When a line of the entries contains "concrete", please list that line.

+++++

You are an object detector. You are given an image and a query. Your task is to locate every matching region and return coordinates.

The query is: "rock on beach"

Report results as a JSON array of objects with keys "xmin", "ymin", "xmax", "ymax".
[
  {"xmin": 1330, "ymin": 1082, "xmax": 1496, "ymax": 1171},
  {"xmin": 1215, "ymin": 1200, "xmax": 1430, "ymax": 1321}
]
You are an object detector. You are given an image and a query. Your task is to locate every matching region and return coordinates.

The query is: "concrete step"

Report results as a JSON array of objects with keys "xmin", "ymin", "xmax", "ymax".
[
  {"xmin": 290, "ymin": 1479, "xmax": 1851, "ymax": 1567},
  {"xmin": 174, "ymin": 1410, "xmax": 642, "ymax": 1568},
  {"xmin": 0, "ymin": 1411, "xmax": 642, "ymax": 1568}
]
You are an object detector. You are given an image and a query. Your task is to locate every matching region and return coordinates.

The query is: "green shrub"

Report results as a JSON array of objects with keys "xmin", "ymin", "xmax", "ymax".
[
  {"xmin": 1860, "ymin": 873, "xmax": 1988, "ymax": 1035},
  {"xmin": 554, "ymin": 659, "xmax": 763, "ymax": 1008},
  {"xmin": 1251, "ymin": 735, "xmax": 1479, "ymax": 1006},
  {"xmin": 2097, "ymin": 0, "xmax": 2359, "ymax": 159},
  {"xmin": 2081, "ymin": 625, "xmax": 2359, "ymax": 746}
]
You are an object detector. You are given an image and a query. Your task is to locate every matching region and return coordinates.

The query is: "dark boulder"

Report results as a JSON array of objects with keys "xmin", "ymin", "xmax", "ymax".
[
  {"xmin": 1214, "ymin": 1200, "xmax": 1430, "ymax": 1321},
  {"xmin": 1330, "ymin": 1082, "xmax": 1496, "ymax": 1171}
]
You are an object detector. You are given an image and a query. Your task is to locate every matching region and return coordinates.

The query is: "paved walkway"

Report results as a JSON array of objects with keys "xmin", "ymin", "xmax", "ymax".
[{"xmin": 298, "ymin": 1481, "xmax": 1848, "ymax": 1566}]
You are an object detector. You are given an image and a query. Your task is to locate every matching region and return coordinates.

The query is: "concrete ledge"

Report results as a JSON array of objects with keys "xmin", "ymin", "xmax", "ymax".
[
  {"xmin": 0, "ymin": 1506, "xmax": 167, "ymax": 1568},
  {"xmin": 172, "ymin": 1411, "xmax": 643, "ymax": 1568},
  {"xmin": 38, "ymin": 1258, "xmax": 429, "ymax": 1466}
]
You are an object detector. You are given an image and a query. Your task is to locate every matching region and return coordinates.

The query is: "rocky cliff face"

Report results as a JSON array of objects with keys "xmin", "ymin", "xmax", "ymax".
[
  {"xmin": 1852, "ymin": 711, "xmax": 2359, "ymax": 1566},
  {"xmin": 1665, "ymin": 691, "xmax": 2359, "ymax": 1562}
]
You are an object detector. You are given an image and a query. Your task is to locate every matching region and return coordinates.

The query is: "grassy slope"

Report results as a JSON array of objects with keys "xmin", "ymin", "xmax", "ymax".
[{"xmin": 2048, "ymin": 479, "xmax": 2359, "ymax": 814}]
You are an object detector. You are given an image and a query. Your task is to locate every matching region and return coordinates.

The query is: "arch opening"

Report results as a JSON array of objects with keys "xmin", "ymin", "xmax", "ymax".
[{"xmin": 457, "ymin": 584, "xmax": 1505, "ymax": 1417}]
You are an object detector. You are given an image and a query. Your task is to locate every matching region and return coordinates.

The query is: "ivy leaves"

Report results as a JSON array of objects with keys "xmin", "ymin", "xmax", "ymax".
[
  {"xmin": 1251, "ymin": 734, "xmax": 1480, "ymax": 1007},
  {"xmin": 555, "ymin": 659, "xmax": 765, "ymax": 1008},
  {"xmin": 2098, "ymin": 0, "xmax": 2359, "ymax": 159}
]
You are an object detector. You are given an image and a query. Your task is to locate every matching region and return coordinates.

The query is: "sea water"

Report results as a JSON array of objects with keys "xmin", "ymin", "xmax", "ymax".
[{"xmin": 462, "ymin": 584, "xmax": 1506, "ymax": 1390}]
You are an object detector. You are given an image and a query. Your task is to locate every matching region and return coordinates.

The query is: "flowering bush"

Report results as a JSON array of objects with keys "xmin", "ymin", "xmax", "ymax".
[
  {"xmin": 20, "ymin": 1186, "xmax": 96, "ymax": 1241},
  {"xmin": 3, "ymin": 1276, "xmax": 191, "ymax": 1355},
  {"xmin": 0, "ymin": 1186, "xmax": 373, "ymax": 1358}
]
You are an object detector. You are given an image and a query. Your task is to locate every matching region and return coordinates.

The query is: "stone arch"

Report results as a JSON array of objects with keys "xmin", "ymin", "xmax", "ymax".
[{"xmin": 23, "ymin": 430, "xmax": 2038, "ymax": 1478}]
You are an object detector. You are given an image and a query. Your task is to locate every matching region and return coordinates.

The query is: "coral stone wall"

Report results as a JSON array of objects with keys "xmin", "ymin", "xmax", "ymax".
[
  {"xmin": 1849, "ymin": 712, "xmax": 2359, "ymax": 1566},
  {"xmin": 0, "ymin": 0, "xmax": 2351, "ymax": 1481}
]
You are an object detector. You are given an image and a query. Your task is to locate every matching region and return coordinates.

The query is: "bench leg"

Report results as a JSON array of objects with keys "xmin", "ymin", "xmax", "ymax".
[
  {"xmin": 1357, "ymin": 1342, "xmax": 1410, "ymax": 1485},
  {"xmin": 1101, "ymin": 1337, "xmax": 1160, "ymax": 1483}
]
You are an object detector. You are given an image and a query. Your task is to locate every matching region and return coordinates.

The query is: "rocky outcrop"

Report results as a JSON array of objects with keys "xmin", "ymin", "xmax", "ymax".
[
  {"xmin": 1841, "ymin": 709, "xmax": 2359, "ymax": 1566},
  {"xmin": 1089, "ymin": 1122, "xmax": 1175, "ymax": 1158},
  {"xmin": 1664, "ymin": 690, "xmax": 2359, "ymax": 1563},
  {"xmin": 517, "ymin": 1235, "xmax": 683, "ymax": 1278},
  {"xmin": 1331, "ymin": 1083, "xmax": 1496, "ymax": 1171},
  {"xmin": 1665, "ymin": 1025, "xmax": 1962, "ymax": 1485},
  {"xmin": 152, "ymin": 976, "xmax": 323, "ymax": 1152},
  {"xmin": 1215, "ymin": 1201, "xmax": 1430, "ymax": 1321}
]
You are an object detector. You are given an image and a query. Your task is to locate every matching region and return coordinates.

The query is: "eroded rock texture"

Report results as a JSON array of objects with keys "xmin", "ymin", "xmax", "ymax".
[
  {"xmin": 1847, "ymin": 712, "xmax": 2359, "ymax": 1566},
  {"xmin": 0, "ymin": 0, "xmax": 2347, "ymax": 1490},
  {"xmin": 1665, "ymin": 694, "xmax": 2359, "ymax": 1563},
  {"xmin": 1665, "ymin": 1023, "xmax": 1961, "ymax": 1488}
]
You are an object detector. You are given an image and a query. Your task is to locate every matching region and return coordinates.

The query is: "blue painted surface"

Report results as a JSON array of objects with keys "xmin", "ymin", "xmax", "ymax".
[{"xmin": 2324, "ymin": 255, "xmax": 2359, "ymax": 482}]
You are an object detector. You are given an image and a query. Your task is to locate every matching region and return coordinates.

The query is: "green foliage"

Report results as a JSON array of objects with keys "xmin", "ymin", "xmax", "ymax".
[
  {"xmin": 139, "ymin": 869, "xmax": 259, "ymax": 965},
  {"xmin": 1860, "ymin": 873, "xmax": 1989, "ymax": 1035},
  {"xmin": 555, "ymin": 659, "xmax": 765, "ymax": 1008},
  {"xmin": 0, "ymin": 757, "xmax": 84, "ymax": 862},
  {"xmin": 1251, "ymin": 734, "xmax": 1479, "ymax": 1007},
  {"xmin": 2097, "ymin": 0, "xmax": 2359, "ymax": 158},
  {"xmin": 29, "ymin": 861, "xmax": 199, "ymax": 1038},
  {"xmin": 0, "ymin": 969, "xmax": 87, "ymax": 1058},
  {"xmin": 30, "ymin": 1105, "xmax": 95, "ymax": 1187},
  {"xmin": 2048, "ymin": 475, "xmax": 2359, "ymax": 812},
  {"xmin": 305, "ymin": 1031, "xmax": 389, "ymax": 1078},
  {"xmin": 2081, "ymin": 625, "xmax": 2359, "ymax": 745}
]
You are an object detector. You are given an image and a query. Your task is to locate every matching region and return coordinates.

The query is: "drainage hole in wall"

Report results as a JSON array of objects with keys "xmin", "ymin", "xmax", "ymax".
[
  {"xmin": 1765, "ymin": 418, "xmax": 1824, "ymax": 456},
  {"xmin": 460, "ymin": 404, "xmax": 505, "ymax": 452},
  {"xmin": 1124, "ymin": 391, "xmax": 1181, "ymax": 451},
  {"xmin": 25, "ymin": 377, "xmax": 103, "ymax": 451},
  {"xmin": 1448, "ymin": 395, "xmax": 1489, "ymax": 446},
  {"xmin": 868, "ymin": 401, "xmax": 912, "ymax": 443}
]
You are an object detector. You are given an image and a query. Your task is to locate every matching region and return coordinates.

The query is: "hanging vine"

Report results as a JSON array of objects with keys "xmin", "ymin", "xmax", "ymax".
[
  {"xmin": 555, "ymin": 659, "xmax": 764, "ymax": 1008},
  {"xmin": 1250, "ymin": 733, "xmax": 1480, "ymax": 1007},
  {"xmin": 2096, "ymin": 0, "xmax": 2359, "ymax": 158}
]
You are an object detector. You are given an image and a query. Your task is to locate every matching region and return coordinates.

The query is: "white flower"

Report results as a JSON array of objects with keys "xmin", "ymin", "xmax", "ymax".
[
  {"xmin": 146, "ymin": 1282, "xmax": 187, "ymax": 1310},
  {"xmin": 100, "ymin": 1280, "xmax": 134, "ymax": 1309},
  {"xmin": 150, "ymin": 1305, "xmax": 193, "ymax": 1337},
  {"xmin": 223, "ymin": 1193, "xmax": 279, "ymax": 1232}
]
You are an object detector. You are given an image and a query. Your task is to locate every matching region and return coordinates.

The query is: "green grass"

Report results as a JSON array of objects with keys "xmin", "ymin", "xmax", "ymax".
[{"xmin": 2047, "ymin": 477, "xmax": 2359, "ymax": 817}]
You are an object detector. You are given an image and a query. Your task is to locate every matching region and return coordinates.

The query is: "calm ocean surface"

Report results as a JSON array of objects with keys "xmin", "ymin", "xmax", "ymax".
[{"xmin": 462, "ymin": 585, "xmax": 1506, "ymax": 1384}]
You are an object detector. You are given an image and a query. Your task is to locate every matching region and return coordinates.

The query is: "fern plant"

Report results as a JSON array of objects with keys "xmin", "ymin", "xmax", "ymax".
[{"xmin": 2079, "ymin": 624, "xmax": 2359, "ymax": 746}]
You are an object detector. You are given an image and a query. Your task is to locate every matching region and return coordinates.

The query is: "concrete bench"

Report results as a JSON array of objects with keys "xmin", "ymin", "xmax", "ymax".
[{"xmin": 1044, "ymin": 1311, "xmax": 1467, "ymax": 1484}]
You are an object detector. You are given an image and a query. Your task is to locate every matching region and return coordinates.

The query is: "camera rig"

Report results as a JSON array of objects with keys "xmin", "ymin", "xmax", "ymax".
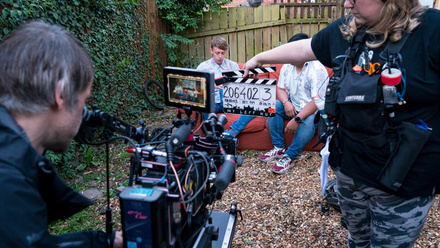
[{"xmin": 75, "ymin": 67, "xmax": 243, "ymax": 248}]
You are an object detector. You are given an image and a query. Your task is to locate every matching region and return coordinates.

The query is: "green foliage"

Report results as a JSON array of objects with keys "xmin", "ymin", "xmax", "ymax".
[
  {"xmin": 155, "ymin": 0, "xmax": 228, "ymax": 34},
  {"xmin": 0, "ymin": 0, "xmax": 158, "ymax": 120},
  {"xmin": 45, "ymin": 141, "xmax": 104, "ymax": 180},
  {"xmin": 45, "ymin": 149, "xmax": 77, "ymax": 179},
  {"xmin": 49, "ymin": 205, "xmax": 106, "ymax": 234},
  {"xmin": 155, "ymin": 0, "xmax": 230, "ymax": 65},
  {"xmin": 160, "ymin": 33, "xmax": 193, "ymax": 64}
]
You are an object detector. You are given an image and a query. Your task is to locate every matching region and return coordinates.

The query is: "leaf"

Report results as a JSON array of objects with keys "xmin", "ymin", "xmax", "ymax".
[
  {"xmin": 2, "ymin": 9, "xmax": 9, "ymax": 18},
  {"xmin": 77, "ymin": 164, "xmax": 87, "ymax": 171}
]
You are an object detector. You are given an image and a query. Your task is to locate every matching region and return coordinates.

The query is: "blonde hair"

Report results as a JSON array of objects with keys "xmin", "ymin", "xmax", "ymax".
[{"xmin": 341, "ymin": 0, "xmax": 427, "ymax": 48}]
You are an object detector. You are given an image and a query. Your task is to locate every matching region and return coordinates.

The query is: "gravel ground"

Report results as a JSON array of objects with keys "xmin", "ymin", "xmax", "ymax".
[{"xmin": 214, "ymin": 149, "xmax": 440, "ymax": 248}]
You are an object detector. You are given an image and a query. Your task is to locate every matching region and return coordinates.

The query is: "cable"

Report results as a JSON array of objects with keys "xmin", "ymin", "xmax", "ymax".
[
  {"xmin": 397, "ymin": 68, "xmax": 407, "ymax": 101},
  {"xmin": 192, "ymin": 115, "xmax": 204, "ymax": 134},
  {"xmin": 169, "ymin": 160, "xmax": 188, "ymax": 212},
  {"xmin": 183, "ymin": 151, "xmax": 211, "ymax": 204},
  {"xmin": 84, "ymin": 135, "xmax": 140, "ymax": 186},
  {"xmin": 184, "ymin": 159, "xmax": 194, "ymax": 194}
]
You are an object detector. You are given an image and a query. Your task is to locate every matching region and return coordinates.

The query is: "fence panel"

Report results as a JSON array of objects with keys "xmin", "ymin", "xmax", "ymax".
[
  {"xmin": 245, "ymin": 7, "xmax": 254, "ymax": 62},
  {"xmin": 262, "ymin": 5, "xmax": 272, "ymax": 53},
  {"xmin": 180, "ymin": 0, "xmax": 344, "ymax": 65},
  {"xmin": 254, "ymin": 7, "xmax": 264, "ymax": 55},
  {"xmin": 237, "ymin": 7, "xmax": 246, "ymax": 63},
  {"xmin": 229, "ymin": 8, "xmax": 238, "ymax": 62}
]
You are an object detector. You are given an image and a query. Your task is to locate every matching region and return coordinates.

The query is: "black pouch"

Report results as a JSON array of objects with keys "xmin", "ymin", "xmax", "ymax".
[
  {"xmin": 336, "ymin": 72, "xmax": 380, "ymax": 104},
  {"xmin": 377, "ymin": 121, "xmax": 431, "ymax": 192},
  {"xmin": 336, "ymin": 72, "xmax": 386, "ymax": 133},
  {"xmin": 324, "ymin": 75, "xmax": 341, "ymax": 117},
  {"xmin": 328, "ymin": 129, "xmax": 342, "ymax": 169},
  {"xmin": 314, "ymin": 113, "xmax": 326, "ymax": 139}
]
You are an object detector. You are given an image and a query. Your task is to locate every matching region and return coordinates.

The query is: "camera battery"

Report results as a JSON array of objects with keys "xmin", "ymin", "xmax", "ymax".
[{"xmin": 119, "ymin": 186, "xmax": 169, "ymax": 248}]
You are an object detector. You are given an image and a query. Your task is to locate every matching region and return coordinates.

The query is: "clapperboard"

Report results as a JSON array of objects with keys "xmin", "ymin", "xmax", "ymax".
[{"xmin": 219, "ymin": 66, "xmax": 277, "ymax": 117}]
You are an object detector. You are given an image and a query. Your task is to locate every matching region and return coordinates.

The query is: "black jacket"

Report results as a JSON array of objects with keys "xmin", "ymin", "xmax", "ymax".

+++++

REPLY TO THE TASK
The query is: "concrete step"
The query is: "concrete ledge"
The query is: "concrete bench"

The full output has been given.